WORK ITEM
Find every line in the data that contains the word "hillside". Return each of those lines.

STORED DATA
****************************************

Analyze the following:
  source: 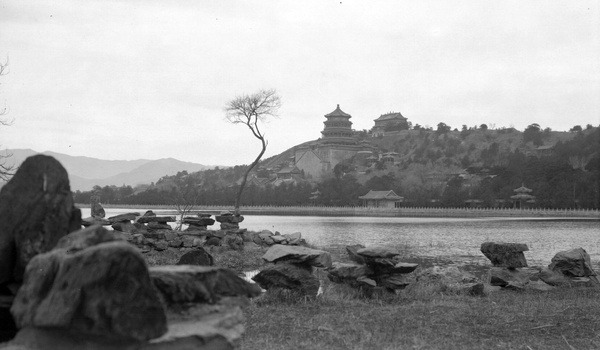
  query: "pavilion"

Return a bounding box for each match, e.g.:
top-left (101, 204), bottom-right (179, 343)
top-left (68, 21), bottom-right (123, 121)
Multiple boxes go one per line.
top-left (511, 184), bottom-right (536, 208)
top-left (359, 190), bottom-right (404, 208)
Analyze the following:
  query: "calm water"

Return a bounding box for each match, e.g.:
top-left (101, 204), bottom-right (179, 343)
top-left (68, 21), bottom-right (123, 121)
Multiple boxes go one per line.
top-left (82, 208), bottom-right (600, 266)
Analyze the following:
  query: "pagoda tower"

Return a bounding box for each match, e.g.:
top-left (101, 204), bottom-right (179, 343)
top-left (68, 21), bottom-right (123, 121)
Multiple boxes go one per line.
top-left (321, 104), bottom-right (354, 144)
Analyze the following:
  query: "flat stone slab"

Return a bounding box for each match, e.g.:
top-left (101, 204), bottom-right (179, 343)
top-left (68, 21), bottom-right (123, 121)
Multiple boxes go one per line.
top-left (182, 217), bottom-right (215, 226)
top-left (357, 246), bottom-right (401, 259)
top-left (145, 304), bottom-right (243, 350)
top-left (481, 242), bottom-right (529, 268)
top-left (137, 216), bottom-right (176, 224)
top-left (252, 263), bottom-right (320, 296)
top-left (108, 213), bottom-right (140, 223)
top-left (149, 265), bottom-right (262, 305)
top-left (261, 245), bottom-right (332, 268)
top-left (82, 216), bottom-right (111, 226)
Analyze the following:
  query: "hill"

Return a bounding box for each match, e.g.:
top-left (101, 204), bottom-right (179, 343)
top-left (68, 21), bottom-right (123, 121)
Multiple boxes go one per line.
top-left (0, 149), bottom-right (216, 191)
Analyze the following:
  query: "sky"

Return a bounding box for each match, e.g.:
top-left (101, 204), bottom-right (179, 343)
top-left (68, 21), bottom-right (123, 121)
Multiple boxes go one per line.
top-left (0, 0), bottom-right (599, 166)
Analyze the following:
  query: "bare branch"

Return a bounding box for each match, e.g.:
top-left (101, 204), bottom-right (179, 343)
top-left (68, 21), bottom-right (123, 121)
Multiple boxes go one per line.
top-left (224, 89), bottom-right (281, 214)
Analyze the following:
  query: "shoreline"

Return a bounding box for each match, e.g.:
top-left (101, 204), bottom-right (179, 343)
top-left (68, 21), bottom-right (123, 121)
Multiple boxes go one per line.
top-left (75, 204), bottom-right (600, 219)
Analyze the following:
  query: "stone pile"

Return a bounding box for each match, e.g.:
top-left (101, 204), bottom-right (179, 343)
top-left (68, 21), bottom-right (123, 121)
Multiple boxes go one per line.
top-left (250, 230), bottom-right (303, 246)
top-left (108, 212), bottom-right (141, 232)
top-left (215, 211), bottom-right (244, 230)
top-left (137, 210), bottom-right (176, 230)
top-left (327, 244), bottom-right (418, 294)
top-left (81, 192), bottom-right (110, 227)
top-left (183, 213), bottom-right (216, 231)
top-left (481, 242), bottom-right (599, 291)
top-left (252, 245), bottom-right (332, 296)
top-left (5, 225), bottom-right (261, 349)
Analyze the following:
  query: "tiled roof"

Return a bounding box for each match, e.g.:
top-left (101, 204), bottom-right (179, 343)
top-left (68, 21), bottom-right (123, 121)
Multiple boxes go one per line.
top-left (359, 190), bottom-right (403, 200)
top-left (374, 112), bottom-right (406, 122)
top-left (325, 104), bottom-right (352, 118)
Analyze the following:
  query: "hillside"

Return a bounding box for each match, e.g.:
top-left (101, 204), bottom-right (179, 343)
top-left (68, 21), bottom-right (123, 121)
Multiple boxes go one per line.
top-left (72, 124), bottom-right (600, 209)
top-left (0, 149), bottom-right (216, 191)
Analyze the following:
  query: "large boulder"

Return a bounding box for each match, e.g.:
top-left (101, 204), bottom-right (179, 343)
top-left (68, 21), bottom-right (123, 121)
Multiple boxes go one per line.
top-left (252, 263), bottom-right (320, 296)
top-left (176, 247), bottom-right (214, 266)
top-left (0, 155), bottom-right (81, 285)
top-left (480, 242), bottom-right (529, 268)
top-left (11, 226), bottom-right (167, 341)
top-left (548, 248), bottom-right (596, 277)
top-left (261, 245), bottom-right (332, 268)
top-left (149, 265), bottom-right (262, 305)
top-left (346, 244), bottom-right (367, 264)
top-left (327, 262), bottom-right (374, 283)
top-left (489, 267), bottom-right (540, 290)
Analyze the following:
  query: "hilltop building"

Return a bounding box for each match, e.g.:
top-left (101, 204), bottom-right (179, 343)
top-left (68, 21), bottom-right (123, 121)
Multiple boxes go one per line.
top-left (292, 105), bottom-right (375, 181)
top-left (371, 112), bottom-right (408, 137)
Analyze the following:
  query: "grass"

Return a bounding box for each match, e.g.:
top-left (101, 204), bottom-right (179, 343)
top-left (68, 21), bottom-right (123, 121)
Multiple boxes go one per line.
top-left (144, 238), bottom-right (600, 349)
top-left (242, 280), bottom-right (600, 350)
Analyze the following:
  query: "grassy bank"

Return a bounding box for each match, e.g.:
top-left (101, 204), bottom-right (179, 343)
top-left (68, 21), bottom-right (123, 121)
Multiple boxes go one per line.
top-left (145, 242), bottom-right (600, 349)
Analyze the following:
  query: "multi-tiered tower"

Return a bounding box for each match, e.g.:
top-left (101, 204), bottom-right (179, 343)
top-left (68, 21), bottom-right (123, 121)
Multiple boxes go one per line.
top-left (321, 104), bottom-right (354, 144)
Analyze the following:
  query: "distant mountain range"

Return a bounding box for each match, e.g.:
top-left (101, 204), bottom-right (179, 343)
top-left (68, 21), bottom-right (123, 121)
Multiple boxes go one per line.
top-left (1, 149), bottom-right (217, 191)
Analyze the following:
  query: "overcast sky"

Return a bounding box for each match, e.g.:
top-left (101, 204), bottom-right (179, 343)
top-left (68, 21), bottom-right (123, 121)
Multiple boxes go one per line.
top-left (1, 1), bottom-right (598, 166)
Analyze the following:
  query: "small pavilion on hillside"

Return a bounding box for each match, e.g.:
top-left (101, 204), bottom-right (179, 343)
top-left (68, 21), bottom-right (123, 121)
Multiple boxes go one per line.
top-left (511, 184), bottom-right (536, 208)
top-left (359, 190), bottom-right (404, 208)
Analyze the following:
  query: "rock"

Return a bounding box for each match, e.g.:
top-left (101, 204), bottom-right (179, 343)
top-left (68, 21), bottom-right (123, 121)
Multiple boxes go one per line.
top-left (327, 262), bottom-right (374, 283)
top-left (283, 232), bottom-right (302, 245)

****************************************

ANSWER BELOW
  query: "hillside"
  query: "small pavilion on hillside"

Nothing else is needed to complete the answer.